» Task requirements
According to the text on querying a wikibase, how is the SPARQL endpoint URL formed?

Digital Education Resources - Vanderbilt Libraries Digital Lab
You can retrieve information about statements and references in a wikibase using the Query Service interface that is built-in to the wikibase application. There is usually a link to the Query Service in the left panel of each page.
It is also possible to perform SPARQL queries programatically using the SPARQL endpoint associated with the Query Service. The endpoint URI is formed by adding sparql
to the end of the URL of the Query Service. So for example, the Query Service URL for the custom wikibase https://wbwh-test.wikibase.cloud/ is https://wbwh-test.wikibase.cloud/query/. So the SPARQL endpoint URL for that Query Service would be https://wbwh-test.wikibase.cloud/query/sparql
.
When using the Wikidata Query Service, the standard namespaces used with properties are pre-defined to use the http://query.wikidat.org/
namespace. Therefore, you can use abbreviated IRIs in your queries without defining the prefix abbreviations in a prolog to the query. However, for generic wikibases, the standard namespaces are not predefined.
PREFIX wd: <http://wikibase.svc/entity/>
PREFIX wds: <http://wikibase.svc/entity/statement/>
PREFIX wdt: <http://wikibase.svc/prop/direct/>
PREFIX wdv: <http://wikibase.svc/value/>
PREFIX wdref: <http://wikibase.svc/reference/>
PREFIX p: <http://wikibase.svc/prop/>
PREFIX pq: <http://wikibase.svc/prop/qualifier/>
PREFIX pr: <http://wikibase.svc/prop/reference/>
PREFIX ps: <http://wikibase.svc/prop/statement/>
PREFIX pqv: <http://wikibase.svc/prop/qualifier/value/>
PREFIX prv: <http://wikibase.svc/prop/reference/value/>
PREFIX psv: <http://wikibase.svc/prop/statement/value/>
PREFIX wikibase: <http://wikiba.se/ontology#>
PREFIX schema: <http://schema.org/>
PREFIX rdfs: <http://www.w3.org/2000/01/rdf-schema#>
PREFIX xsd: <http://www.w3.org/2001/XMLSchema#>
PREFIX owl: <http://www.w3.org/2002/07/owl#>
PREFIX prov: <http://www.w3.org/ns/prov#>
If you are using your own wikibase, you will need to paste the namespace abbreviations, listed above, into the query text box as a query prolog. Replace the domain name http://wikibase.svc
with the domain name of your wikibase. For example, if you’ve set up a wikibase at wikibase.cloud named wbwh-test
, you would replace the domain name with https://wbwh-test.wikibase.cloud
.

(A run of records)
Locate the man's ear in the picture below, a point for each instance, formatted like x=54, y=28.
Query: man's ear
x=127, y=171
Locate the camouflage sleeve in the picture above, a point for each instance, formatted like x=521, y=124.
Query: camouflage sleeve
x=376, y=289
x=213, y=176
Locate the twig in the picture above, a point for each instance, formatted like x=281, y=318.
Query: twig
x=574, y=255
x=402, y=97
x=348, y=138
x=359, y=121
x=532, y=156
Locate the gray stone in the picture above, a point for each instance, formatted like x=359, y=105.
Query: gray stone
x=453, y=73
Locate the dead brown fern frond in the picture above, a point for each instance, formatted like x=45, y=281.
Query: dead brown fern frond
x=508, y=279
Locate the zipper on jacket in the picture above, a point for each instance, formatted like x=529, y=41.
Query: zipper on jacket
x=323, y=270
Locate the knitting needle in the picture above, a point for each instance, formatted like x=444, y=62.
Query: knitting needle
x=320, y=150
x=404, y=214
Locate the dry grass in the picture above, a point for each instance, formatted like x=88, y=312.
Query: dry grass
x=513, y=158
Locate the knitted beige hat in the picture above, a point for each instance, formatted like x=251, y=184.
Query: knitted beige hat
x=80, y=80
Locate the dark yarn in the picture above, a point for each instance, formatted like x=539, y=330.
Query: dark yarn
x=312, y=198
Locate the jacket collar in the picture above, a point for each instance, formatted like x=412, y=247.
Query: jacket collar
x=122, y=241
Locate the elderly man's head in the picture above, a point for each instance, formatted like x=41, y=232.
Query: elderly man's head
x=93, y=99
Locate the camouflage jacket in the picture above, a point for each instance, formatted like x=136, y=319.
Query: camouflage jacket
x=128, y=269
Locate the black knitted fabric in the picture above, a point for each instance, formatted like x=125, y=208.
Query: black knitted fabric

» Reply to the task
By adding "sparql" to the end of the Query Service URL.